▶ **Source extract**
-*-

United States Citizenship and Immigration Services (USCIS) has announced it will halt premium processing of H-1B visa petitions on April 3, for up to six months. Through the H-1B visa category, employers can petition for highly educated professionals to work in “specialty occupations” that require at least a bachelor’s degree or the equivalent. This decision will not only disrupt the plans of thousands of foreign nationals who are recent graduates of U.S. universities, workers and businesses, but also could have a significant impact on the fee-funded agency’s revenue.

Employers frequently request premium processing of H-1B petitions to ensure that USCIS will review (but not always decide) the petition within 15 days at a cost of $1,225—although USCIS will refund this fee if it misses the 15-day deadline. This fee is in addition to standard fees that exceed $1,700 for certain employers with 25 or fewer employees that sponsor an individual for his or her first H-1B status with that employer and may be higher for other types of employers.

The premium processing fees go into the Immigration Examinations Fee Account and cover not only the costs of faster processing, but also help defray other expenses including refugee processing. USCIS does not generally receive Congressional appropriations to cover its costs and relies on the fees it collects from employers petitioning for H-1B workers and others.

Most types of H-1B petitions are currently averaging six to eight months for non-premium processing, depending on where the petition is pending. But as of April 3, USCIS will be suspending the premium processing of all H-1B petitions—including requests filed before that date, but which USCIS has not yet touched. The timing couldn’t be worse. Given last year’s demand, USCIS will be expecting more than 200,000 H-1B petitions starting April 3, from employers subject to the annual limit (“cap”) on H-1B visa numbers, for employment beginning October 1. If, as expected, demand will far exceed supply, USCIS again will need to conduct a “lottery.” This is a radical departure from past years, where USCIS allowed all H-1B petitioners to continue requesting premium processing, but then delayed premium processing only for cap-subject employers for several weeks while USCIS conducted the lottery.

-*-

▶ **Listed records**
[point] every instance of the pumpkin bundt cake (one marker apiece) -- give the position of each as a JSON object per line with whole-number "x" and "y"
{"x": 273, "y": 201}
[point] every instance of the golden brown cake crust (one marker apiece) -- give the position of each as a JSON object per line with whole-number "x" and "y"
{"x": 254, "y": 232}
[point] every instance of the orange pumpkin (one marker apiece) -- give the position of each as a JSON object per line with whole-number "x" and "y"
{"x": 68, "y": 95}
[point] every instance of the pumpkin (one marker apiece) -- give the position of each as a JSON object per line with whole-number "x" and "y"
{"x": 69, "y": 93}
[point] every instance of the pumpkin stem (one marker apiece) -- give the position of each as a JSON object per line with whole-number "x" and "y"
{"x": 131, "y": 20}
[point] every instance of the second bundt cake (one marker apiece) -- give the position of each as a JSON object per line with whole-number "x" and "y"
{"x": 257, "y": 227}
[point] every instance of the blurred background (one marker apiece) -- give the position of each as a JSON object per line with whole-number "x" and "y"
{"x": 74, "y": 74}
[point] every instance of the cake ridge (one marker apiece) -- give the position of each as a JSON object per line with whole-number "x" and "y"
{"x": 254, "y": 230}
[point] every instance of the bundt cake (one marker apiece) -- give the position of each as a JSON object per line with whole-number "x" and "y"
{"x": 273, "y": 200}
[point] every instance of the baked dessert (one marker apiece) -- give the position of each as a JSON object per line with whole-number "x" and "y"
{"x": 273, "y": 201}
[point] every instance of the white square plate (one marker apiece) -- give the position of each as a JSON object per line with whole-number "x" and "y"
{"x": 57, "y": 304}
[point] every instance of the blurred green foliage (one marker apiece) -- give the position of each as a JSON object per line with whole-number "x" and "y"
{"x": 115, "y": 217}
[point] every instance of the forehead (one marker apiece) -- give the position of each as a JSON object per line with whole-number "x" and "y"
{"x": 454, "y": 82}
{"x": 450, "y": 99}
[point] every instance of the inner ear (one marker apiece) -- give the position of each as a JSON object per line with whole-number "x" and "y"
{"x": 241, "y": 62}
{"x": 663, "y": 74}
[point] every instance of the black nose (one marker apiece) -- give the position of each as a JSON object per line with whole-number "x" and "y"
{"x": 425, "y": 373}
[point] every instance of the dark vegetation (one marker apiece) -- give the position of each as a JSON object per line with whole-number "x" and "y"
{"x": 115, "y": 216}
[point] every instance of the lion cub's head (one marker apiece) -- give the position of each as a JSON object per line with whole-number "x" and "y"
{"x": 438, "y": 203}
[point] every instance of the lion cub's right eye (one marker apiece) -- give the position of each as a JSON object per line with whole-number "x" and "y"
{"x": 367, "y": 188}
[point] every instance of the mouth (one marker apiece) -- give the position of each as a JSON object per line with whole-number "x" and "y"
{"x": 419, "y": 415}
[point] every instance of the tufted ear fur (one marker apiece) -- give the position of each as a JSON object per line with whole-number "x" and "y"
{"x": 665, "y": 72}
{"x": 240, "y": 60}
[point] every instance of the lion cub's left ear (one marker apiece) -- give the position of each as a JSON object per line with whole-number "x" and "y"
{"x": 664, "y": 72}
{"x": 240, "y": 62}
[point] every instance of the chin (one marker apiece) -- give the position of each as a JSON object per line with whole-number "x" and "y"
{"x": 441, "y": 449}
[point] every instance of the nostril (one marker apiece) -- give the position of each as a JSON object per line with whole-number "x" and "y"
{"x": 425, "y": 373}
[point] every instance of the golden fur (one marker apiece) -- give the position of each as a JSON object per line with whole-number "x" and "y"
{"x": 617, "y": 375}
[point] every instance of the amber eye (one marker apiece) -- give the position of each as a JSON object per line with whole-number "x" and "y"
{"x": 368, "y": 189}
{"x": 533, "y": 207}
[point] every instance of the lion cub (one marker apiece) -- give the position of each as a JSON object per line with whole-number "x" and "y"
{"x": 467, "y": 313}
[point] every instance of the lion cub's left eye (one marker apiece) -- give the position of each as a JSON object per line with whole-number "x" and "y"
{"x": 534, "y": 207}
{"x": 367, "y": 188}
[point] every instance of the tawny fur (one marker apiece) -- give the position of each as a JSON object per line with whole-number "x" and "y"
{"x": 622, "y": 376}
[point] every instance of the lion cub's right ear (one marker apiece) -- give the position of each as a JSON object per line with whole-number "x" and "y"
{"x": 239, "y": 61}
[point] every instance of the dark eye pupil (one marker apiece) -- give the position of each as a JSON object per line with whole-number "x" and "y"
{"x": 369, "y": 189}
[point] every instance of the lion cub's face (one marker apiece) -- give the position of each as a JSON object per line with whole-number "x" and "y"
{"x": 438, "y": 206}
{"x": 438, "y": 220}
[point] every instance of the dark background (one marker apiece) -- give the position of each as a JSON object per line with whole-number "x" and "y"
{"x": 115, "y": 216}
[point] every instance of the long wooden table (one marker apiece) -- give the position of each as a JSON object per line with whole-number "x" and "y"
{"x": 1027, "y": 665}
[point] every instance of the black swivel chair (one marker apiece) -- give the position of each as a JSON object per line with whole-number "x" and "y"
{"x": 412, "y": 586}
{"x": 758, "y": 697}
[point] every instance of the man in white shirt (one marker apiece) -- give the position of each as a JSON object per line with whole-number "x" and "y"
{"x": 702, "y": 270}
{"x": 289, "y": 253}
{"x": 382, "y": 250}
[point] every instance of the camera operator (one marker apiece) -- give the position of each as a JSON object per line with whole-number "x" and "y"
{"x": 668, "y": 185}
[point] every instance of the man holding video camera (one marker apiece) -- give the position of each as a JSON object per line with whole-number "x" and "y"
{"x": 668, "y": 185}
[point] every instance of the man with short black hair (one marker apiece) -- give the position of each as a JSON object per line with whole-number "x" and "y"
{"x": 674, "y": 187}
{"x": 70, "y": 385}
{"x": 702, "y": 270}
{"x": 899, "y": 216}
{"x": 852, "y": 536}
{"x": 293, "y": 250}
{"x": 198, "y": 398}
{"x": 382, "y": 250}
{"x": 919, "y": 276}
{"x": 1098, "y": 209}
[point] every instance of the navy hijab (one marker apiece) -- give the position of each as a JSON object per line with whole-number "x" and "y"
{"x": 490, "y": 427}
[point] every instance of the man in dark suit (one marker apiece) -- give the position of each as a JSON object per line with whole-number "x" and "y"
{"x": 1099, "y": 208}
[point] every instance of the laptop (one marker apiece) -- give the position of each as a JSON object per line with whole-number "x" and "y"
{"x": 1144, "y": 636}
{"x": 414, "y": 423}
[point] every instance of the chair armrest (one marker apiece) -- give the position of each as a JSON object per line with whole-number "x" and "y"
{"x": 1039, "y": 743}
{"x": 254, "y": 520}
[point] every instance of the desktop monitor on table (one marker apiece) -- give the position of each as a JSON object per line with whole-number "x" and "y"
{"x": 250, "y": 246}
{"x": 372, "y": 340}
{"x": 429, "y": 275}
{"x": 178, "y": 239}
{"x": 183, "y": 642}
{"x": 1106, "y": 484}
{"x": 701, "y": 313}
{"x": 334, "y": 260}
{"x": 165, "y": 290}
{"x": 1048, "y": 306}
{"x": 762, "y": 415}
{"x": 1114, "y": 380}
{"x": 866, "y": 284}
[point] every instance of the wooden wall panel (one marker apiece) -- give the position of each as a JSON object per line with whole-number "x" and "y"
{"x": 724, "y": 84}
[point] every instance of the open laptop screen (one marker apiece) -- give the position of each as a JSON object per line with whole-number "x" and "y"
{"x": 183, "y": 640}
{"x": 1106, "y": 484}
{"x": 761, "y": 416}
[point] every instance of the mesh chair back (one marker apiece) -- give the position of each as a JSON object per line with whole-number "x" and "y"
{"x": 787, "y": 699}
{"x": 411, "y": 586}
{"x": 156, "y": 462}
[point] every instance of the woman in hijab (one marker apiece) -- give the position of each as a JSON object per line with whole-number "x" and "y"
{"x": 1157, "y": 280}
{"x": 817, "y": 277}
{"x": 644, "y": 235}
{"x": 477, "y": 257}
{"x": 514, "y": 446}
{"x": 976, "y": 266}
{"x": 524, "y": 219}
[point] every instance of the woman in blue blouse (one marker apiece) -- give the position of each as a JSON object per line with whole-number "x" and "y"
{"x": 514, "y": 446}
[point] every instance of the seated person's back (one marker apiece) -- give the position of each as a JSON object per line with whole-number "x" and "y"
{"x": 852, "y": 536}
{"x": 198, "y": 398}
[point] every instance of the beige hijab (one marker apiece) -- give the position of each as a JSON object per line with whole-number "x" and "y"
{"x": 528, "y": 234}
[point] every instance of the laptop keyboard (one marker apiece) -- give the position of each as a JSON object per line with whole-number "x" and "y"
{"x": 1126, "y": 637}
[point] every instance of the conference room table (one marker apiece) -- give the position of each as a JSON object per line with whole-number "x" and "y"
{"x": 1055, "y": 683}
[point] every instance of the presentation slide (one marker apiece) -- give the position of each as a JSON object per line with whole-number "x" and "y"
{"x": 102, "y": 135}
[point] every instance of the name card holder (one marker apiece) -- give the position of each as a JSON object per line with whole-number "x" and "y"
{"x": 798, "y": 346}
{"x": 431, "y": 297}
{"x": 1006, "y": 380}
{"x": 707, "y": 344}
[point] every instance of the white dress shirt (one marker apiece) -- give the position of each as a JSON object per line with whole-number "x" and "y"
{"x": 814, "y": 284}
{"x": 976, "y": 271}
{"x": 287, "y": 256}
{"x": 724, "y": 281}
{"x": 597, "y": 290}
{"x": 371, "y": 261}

-*-

Copy out everything from "Most types of" down to "conducted the lottery." in the H-1B premium processing article above, word for word.

Most types of H-1B petitions are currently averaging six to eight months for non-premium processing, depending on where the petition is pending. But as of April 3, USCIS will be suspending the premium processing of all H-1B petitions—including requests filed before that date, but which USCIS has not yet touched. The timing couldn’t be worse. Given last year’s demand, USCIS will be expecting more than 200,000 H-1B petitions starting April 3, from employers subject to the annual limit (“cap”) on H-1B visa numbers, for employment beginning October 1. If, as expected, demand will far exceed supply, USCIS again will need to conduct a “lottery.” This is a radical departure from past years, where USCIS allowed all H-1B petitioners to continue requesting premium processing, but then delayed premium processing only for cap-subject employers for several weeks while USCIS conducted the lottery.